* [WHAT TO DO]:
Scan the records and identify every line in which the string "rough" occurs, then return those lines.

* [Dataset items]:
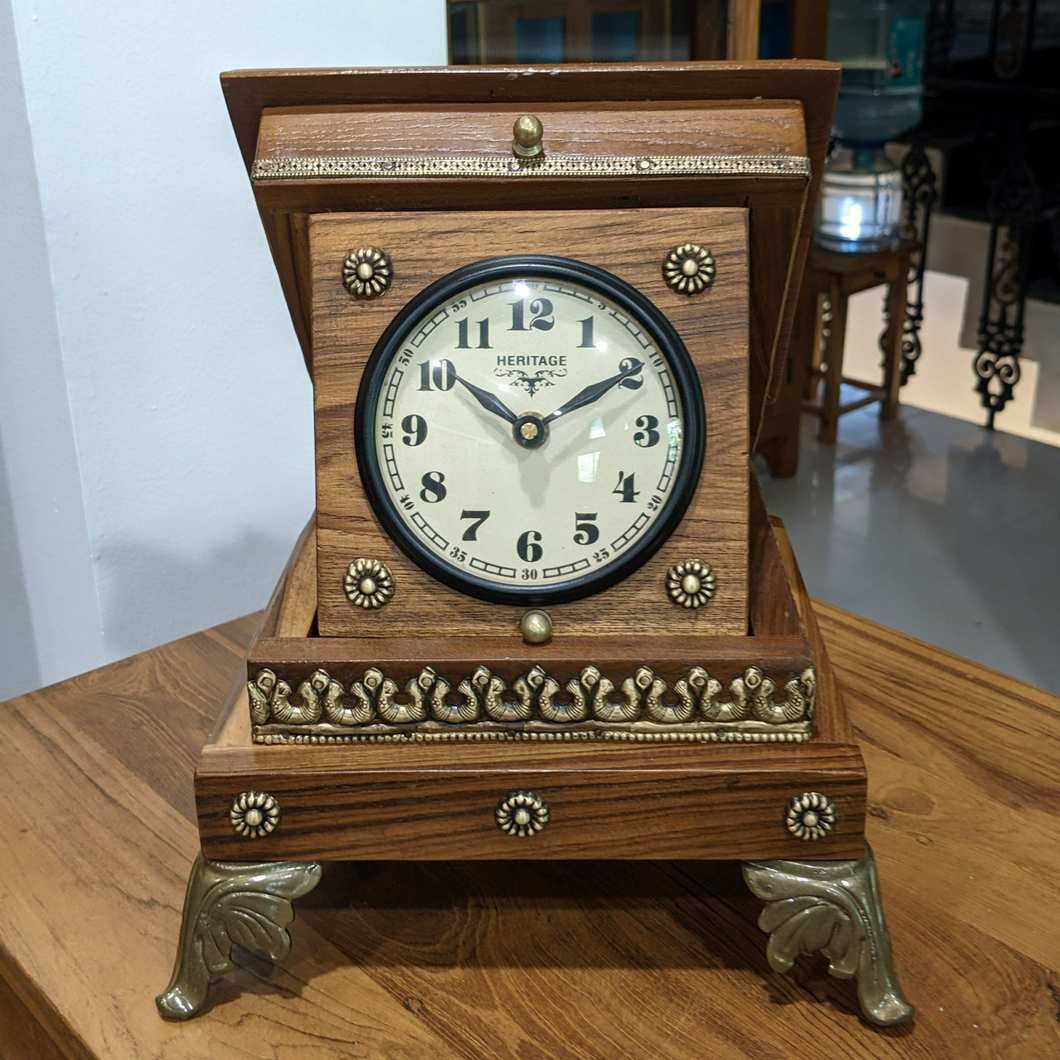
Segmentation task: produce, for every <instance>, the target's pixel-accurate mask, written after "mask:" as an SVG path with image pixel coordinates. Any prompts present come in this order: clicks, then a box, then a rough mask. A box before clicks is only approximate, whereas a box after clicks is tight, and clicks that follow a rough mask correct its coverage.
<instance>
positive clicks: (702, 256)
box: [663, 243, 718, 297]
mask: <svg viewBox="0 0 1060 1060" xmlns="http://www.w3.org/2000/svg"><path fill="white" fill-rule="evenodd" d="M717 272H718V266H717V265H716V264H714V257H713V254H711V253H710V251H709V250H708V249H707V248H706V247H702V246H700V244H699V243H684V244H682V245H681V246H679V247H674V248H673V250H671V251H670V253H668V254H667V257H666V261H665V262H664V263H663V278H664V279H665V280H666V282H667V283H668V284H669V285H670V286H671V287H673V289H674V290H676V291H679V293H681V294H682V295H688V296H689V297H691V296H692V295H697V294H699V293H700V291H701V290H703V289H704V288H706V287H709V286H710V284H712V283H713V282H714V276H716V275H717Z"/></svg>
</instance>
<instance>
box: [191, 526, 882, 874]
mask: <svg viewBox="0 0 1060 1060" xmlns="http://www.w3.org/2000/svg"><path fill="white" fill-rule="evenodd" d="M759 527H760V528H762V527H764V532H765V533H766V534H767V535H769V541H767V543H765V544H767V545H769V546H770V548H766V547H765V545H764V544H763V542H761V541H760V542H759V543H758V544H757V545H756V546H755V548H754V549H753V551H754V552H756V554H758V555H761V557H766V558H769V557H770V555H772V557H773V561H774V564H775V566H776V568H777V572H778V578H779V580H780V582H781V583H782V589H783V593H780V591H777V590H775V591H769V593H767V591H764V590H763V589H762V588H761V585H762V582H763V581H764V582H766V583H767V582H769V579H767V577H765V576H767V575H769V569H767V568H769V563H767V562H765V561H763V562H762V564H760V566H761V567H762V570H763V571H764V575H762V577H760V578H759V579H758V581H757V582H756V584H757V585H758V586H759V587H758V589H757V590H756V591H754V593H753V605H752V614H753V616H755V617H756V618H757V624H758V629H759V630H760V631H762V632H763V634H764V635H760V636H754V635H752V636H747V637H745V638H735V637H734V638H704V639H703V640H701V641H700V643H699V644H697V646H673V644H669V643H668V644H666V646H655V647H654V649H653V650H654V655H653V656H652V657H653V660H654V661H655V665H656V666H658V667H660V668H665V667H666V666H669V665H671V664H673V665H676V661H677V660H681V659H684V658H685V655H686V654H688V655H689V656H690V657H699V658H701V659H704V658H705V659H709V660H710V661H709V663H705V664H704V665H709V666H710V667H711V668H712V671H713V670H717V668H718V667H720V666H724V659H725V658H727V657H728V656H729V655H732V654H734V653H735V654H736V656H737V660H736V664H735V665H736V666H738V667H742V666H743V665H745V664H746V661H747V660H748V659H750V658H758V659H764V658H765V657H766V656H765V655H761V654H757V655H756V653H761V652H763V651H764V652H765V653H766V655H767V656H769V657H770V658H771V659H772V661H773V663H775V664H776V665H778V666H780V665H784V664H785V663H787V664H788V665H789V666H791V667H795V668H797V667H800V666H805V665H806V661H807V660H808V659H812V660H813V663H814V666H815V669H816V673H817V694H816V711H815V716H814V718H813V734H812V739H809V740H808V741H807V742H802V743H794V742H773V743H756V742H746V743H735V742H720V743H704V742H699V743H695V742H682V741H681V736H679V734H676V732H675V734H673V738H672V740H668V741H664V740H658V739H656V740H655V741H654V742H648V741H647V740H644V741H642V742H638V741H637V740H636V739H623V740H622V741H621V742H618V741H611V740H596V739H584V740H582V739H578V738H577V735H576V734H570V735H565V736H568V737H569V738H567V739H561V735H551V734H527V732H522V734H513V735H512V736H513V738H510V739H509V738H506V739H491V740H473V741H466V742H456V741H447V740H428V739H427V738H426V737H423V738H416V737H413V738H411V739H407V740H405V739H403V740H402V741H401V742H398V743H384V742H378V743H369V742H356V743H346V744H341V743H335V744H333V745H322V744H320V743H316V744H299V745H294V746H293V745H289V744H283V745H269V744H262V743H254V742H252V732H251V723H250V717H249V709H248V703H247V691H246V687H245V686H244V685H243V684H242V683H241V684H240V687H238V688H236V689H235V690H233V693H232V695H231V697H230V700H229V703H228V705H227V707H226V709H225V712H224V716H223V718H222V720H220V723H219V724H218V728H217V730H216V732H215V735H214V737H213V738H212V739H211V741H210V742H209V743H208V745H207V746H206V748H205V749H204V752H202V756H201V758H200V760H199V763H198V769H197V770H196V775H195V792H196V801H197V808H198V822H199V832H200V835H201V841H202V852H204V854H205V855H206V856H208V858H211V859H217V860H224V861H278V862H279V861H303V862H304V861H316V860H325V861H326V860H333V861H337V860H376V859H394V858H398V859H408V860H447V859H453V858H454V856H459V858H460V859H481V860H491V859H535V860H549V859H571V858H584V859H668V858H673V859H678V858H694V859H708V860H713V859H720V860H721V859H724V860H729V859H732V860H767V859H783V858H789V859H790V858H807V856H811V858H814V859H818V858H822V859H851V858H859V856H860V855H861V852H862V848H863V845H864V822H865V789H866V778H865V767H864V763H863V761H862V757H861V753H860V752H859V749H858V746H856V745H855V744H854V742H853V738H852V735H851V731H850V727H849V725H848V723H847V720H846V714H845V711H844V708H843V703H842V700H841V697H840V692H838V689H837V688H836V685H835V682H834V678H833V676H832V672H831V668H830V666H829V663H828V657H827V654H826V652H825V648H824V644H823V643H822V641H820V637H819V634H818V632H817V629H816V622H815V620H814V618H813V613H812V611H811V608H810V605H809V600H808V597H807V596H806V589H805V587H803V586H802V584H801V581H800V579H799V576H798V571H797V569H796V568H795V565H794V560H793V558H792V557H791V550H790V548H789V547H788V544H787V538H785V537H784V536H783V531H782V529H779V528H777V529H774V528H772V527H771V526H770V524H769V522H767V520H766V519H765V516H764V509H762V510H761V519H760V520H759ZM774 536H776V541H775V540H774ZM778 546H779V547H778ZM304 551H305V550H304V549H303V550H302V553H299V554H304ZM303 573H304V571H303ZM287 582H289V583H290V584H289V585H288V586H287V587H286V591H283V590H281V591H280V593H279V594H278V597H277V599H275V600H273V604H272V606H271V607H270V608H269V614H268V616H267V617H266V620H265V625H264V626H263V631H262V634H261V635H260V636H259V637H258V638H257V639H255V642H254V644H253V646H252V647H251V650H250V660H251V661H250V671H251V673H253V672H254V668H257V667H259V666H263V665H267V664H271V665H272V666H273V667H276V668H278V669H280V668H282V667H284V666H296V667H301V668H302V669H304V670H306V672H308V671H310V670H312V669H313V668H314V667H316V666H319V665H321V663H326V665H328V667H329V668H330V669H335V668H338V667H340V666H341V665H342V661H341V658H340V657H339V654H336V653H341V651H342V649H343V648H349V644H350V642H349V641H346V640H342V639H339V638H326V637H312V636H308V637H307V636H304V635H303V636H301V637H293V636H282V635H281V634H282V633H283V632H284V630H285V623H286V624H288V625H289V623H290V622H291V621H293V619H291V614H294V612H296V611H297V608H295V607H294V606H293V605H291V600H293V599H294V600H296V601H297V600H299V599H301V598H302V593H301V589H300V586H301V585H303V584H304V585H306V586H312V584H313V579H312V577H305V578H303V577H302V575H300V572H299V563H298V562H297V561H296V562H294V563H293V565H291V568H290V570H289V571H288V575H287ZM773 584H774V586H776V585H777V582H776V581H774V583H773ZM291 587H293V588H291ZM307 591H312V589H311V588H310V589H307ZM311 617H312V616H311V615H308V614H307V613H306V612H305V610H304V608H303V611H302V615H301V618H300V619H299V621H301V622H302V624H307V623H308V621H310V620H311ZM778 626H779V628H780V632H781V633H782V634H783V635H777V634H778ZM497 639H498V641H499V638H497ZM722 641H724V643H723V642H722ZM729 641H731V643H730V642H729ZM360 647H361V648H364V647H365V646H364V644H360ZM427 647H430V646H429V644H428V646H427ZM436 647H437V646H436ZM624 647H629V646H623V644H621V643H618V644H616V643H614V642H606V641H601V643H600V644H599V646H598V647H597V648H596V651H597V653H598V655H600V656H601V657H602V656H606V657H607V659H611V658H612V656H614V660H615V661H616V664H617V661H618V655H620V654H621V652H622V649H623V648H624ZM480 648H481V650H482V651H483V652H485V653H490V652H491V650H492V651H493V655H492V656H491V660H490V661H491V663H492V665H493V666H495V667H502V666H504V665H505V661H506V658H510V657H512V656H516V655H517V654H518V651H519V650H523V651H529V650H530V649H527V648H525V647H524V646H522V644H519V646H518V649H515V650H511V649H510V652H511V656H501V655H500V654H498V652H497V651H496V650H495V646H494V644H493V643H492V642H489V641H483V642H481V644H480ZM685 649H687V653H686V651H685ZM374 650H375V652H376V658H379V659H381V658H383V657H384V656H386V658H387V659H389V663H388V665H392V666H394V667H400V666H403V665H404V666H407V667H408V668H409V672H410V673H411V672H414V670H417V669H418V668H419V667H420V666H422V665H424V663H425V661H426V660H425V659H424V658H423V657H422V656H421V657H420V658H419V659H410V658H408V654H407V652H408V649H407V646H406V644H405V643H404V642H402V643H401V644H396V647H395V643H394V642H393V641H379V642H378V643H377V644H375V646H374ZM533 651H535V652H537V653H538V654H541V656H542V658H543V659H545V660H546V663H547V664H548V666H549V668H550V669H552V668H553V666H554V667H557V668H559V669H561V670H562V668H563V666H567V665H569V666H576V665H577V666H581V665H584V661H578V660H566V661H565V658H566V655H569V654H570V646H569V644H564V643H563V642H562V641H558V642H557V644H553V646H549V647H548V648H547V649H533ZM403 652H404V653H405V654H404V655H403V654H402V653H403ZM549 653H551V654H552V655H555V656H557V659H555V660H554V661H552V660H550V659H548V658H546V656H547V655H549ZM390 656H393V657H392V658H391V657H390ZM493 656H496V657H493ZM656 656H657V658H656ZM773 656H776V658H773ZM446 657H447V659H448V660H449V661H451V663H453V660H454V658H455V656H454V654H453V651H452V649H451V650H448V651H447V653H446ZM583 658H584V657H583ZM478 659H479V661H482V658H481V656H478ZM668 660H669V661H668ZM472 661H473V659H471V658H467V659H463V658H462V657H456V663H457V664H460V665H470V663H472ZM633 661H634V663H635V664H639V663H642V661H643V658H642V657H640V656H634V657H633ZM516 663H518V660H517V659H516ZM512 665H516V664H512ZM427 736H429V734H427ZM515 737H517V738H515ZM249 792H261V793H266V794H267V795H269V796H271V798H272V799H275V800H276V801H277V803H278V807H279V811H280V817H279V820H278V823H277V826H276V827H275V829H273V830H271V831H268V832H267V833H266V834H259V835H257V836H255V837H248V835H246V834H241V832H240V831H238V830H236V829H235V828H234V827H233V820H232V818H231V810H232V807H233V803H234V802H235V800H236V799H237V798H238V797H240V796H241V795H242V794H244V793H249ZM515 792H531V793H532V794H533V795H534V796H535V797H537V798H538V799H541V800H543V802H544V803H545V805H547V808H548V823H547V826H546V827H544V828H542V829H541V830H540V831H537V832H535V833H533V834H528V835H519V834H517V832H516V834H509V833H508V832H506V831H504V830H502V829H501V828H500V827H498V824H497V820H496V817H495V814H496V812H497V808H498V806H499V805H500V803H501V802H502V801H504V800H505V799H506V798H507V797H509V796H510V795H512V794H513V793H515ZM812 792H816V793H819V794H820V795H823V796H825V798H826V799H828V800H829V801H830V802H831V803H832V806H833V807H834V817H835V819H834V824H833V826H832V827H831V829H830V830H828V831H827V832H825V833H824V834H820V835H819V836H818V837H817V838H815V840H814V841H813V842H808V841H806V840H803V838H800V837H799V836H798V835H796V834H795V832H794V831H793V830H791V829H790V828H789V822H788V820H787V814H788V810H789V807H790V806H791V803H792V800H793V799H796V798H798V797H799V796H802V795H803V794H808V793H812ZM244 831H246V829H244ZM257 831H258V832H261V831H262V830H261V829H257Z"/></svg>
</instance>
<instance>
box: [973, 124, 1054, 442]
mask: <svg viewBox="0 0 1060 1060" xmlns="http://www.w3.org/2000/svg"><path fill="white" fill-rule="evenodd" d="M1024 147H1025V142H1024V141H1023V140H1022V138H1021V139H1020V140H1019V141H1018V142H1017V144H1015V149H1014V151H1013V152H1012V153H1011V155H1010V157H1009V160H1008V162H1007V163H1006V164H1005V166H1004V167H1003V169H1002V171H1001V173H1000V174H999V176H997V178H996V180H995V181H994V184H993V187H992V188H991V192H990V201H989V206H988V214H989V217H990V243H989V248H988V250H987V273H986V289H985V290H984V294H983V311H982V314H981V316H979V326H978V348H977V349H976V351H975V359H974V360H973V363H972V364H973V367H974V370H975V375H976V384H975V389H976V390H977V391H978V394H979V400H981V402H982V404H983V407H984V408H985V409H986V410H987V423H986V425H987V427H988V428H989V429H990V430H992V429H993V426H994V417H995V416H996V414H997V413H999V412H1000V411H1001V410H1002V409H1003V408H1004V407H1005V406H1006V405H1007V404H1008V403H1009V402H1010V401H1011V400H1012V391H1013V389H1014V387H1015V385H1017V384H1018V383H1019V382H1020V375H1021V369H1020V352H1021V350H1022V349H1023V314H1024V305H1025V302H1026V297H1027V267H1026V266H1027V254H1026V252H1025V250H1026V244H1027V240H1028V235H1029V227H1030V225H1031V224H1032V223H1034V222H1035V220H1037V219H1038V218H1039V217H1040V216H1041V215H1042V211H1043V209H1044V202H1043V197H1042V193H1041V189H1040V188H1039V185H1038V181H1037V180H1036V179H1035V174H1034V172H1032V171H1031V169H1030V166H1029V165H1028V164H1027V161H1026V158H1025V151H1024V149H1021V148H1024Z"/></svg>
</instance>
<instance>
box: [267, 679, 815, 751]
mask: <svg viewBox="0 0 1060 1060" xmlns="http://www.w3.org/2000/svg"><path fill="white" fill-rule="evenodd" d="M296 681H297V678H291V679H290V681H285V679H284V678H283V677H280V676H278V675H277V674H276V673H275V672H273V671H271V670H260V671H259V672H258V674H257V676H255V677H254V679H253V681H251V682H248V684H247V692H248V695H249V701H250V720H251V723H252V725H253V736H254V741H255V742H257V743H349V742H351V741H355V740H357V741H359V740H369V741H384V742H388V743H390V742H394V741H404V740H421V741H422V740H494V739H518V740H555V739H560V740H568V739H579V740H585V739H612V740H616V739H617V740H635V741H642V740H652V741H655V740H667V741H672V740H676V741H687V740H692V741H708V742H802V741H806V740H809V739H810V738H811V737H812V735H813V712H814V707H815V705H816V691H817V679H816V674H815V672H814V670H813V667H808V668H807V669H806V670H803V671H802V672H801V673H800V674H799V675H798V676H797V677H792V678H791V679H789V681H787V682H785V683H784V685H783V688H782V690H781V689H780V688H779V686H778V682H777V681H774V679H773V678H772V677H769V676H766V675H765V674H764V673H763V672H762V671H761V670H760V669H759V668H758V667H756V666H752V667H748V668H747V669H746V670H745V671H744V673H743V675H742V676H740V677H735V678H734V679H732V681H731V682H729V684H728V687H727V688H726V687H725V686H724V685H723V684H722V682H720V681H718V678H716V677H712V676H711V675H710V674H709V673H707V671H706V670H704V669H703V668H702V667H692V669H691V670H689V672H688V675H687V676H685V677H682V678H679V679H678V681H676V682H674V683H673V686H672V688H671V686H670V685H668V684H667V682H665V681H664V679H663V678H661V677H659V676H658V675H657V674H655V673H654V671H652V670H651V668H650V667H647V666H642V667H640V668H639V669H638V670H637V671H636V672H635V673H633V674H631V675H629V676H625V677H624V678H623V679H622V681H621V684H620V685H616V684H615V683H614V682H612V681H611V679H610V678H608V677H605V676H604V675H603V674H602V673H601V672H600V671H599V670H598V669H597V668H596V667H593V666H587V667H585V668H584V669H583V670H582V671H581V673H580V674H579V675H578V676H577V677H571V678H570V679H569V681H567V682H566V683H565V684H564V683H562V682H561V681H560V679H558V678H557V677H554V676H552V675H551V674H549V673H547V672H546V671H545V670H544V669H543V668H542V667H540V666H535V667H533V668H532V669H530V670H529V671H528V672H527V673H525V674H524V675H522V676H520V677H518V678H517V679H516V681H514V682H513V683H512V684H511V685H510V686H509V685H508V684H507V683H506V682H505V681H504V679H501V678H500V677H499V676H497V674H495V673H493V672H491V671H490V670H489V669H488V668H487V667H478V668H477V669H476V670H475V671H474V672H473V673H472V674H470V675H467V676H464V677H462V679H459V681H458V683H456V687H454V684H455V683H454V682H451V681H448V679H446V678H445V677H443V676H442V675H440V674H439V673H437V672H436V671H435V670H434V669H431V668H430V667H424V669H423V670H421V671H420V673H419V675H418V676H416V677H413V678H411V679H409V681H408V682H407V683H406V684H405V687H404V689H402V688H401V686H400V685H399V684H398V683H396V682H395V681H393V679H392V678H390V677H388V676H387V675H386V674H384V673H383V672H382V671H381V670H378V669H376V668H375V667H369V668H368V669H367V670H366V671H365V672H364V674H363V676H361V677H360V679H359V681H354V682H352V683H351V684H350V686H349V687H347V686H346V685H343V684H342V683H341V682H339V681H336V679H335V678H334V677H332V675H331V674H329V673H328V671H326V670H315V671H314V672H313V673H312V674H310V676H308V677H307V678H306V679H304V681H302V682H301V683H298V684H297V692H296V691H295V690H294V688H295V684H296ZM403 692H404V694H402V693H403ZM778 693H779V694H778Z"/></svg>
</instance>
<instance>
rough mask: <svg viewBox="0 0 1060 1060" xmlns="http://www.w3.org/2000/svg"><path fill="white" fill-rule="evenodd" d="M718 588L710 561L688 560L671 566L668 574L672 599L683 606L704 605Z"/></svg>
mask: <svg viewBox="0 0 1060 1060" xmlns="http://www.w3.org/2000/svg"><path fill="white" fill-rule="evenodd" d="M717 588H718V582H717V581H716V579H714V572H713V571H712V570H711V569H710V564H709V563H702V562H701V561H699V560H686V561H685V562H684V563H678V564H677V566H676V567H671V568H670V570H669V572H668V573H667V576H666V590H667V593H669V594H670V599H671V600H673V602H674V603H675V604H678V605H679V606H682V607H692V608H695V607H702V606H703V605H704V604H705V603H706V602H707V601H708V600H709V599H710V598H711V597H712V596H713V595H714V590H716V589H717Z"/></svg>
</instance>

* [TASK OUTPUT]:
Segmentation task: produce, for every <instance>, the target's pixel-accurate mask, written after "mask:" as an SVG path with image pixel coordinates. Any prompts present come in this order: clicks, then a box, then a rough mask. A box before clicks is only approximate, whereas a box after clicks is tight, and clicks that follow a rough mask correct its coverage.
rough mask: <svg viewBox="0 0 1060 1060" xmlns="http://www.w3.org/2000/svg"><path fill="white" fill-rule="evenodd" d="M718 588L710 561L688 560L671 566L668 574L672 599L683 606L704 605Z"/></svg>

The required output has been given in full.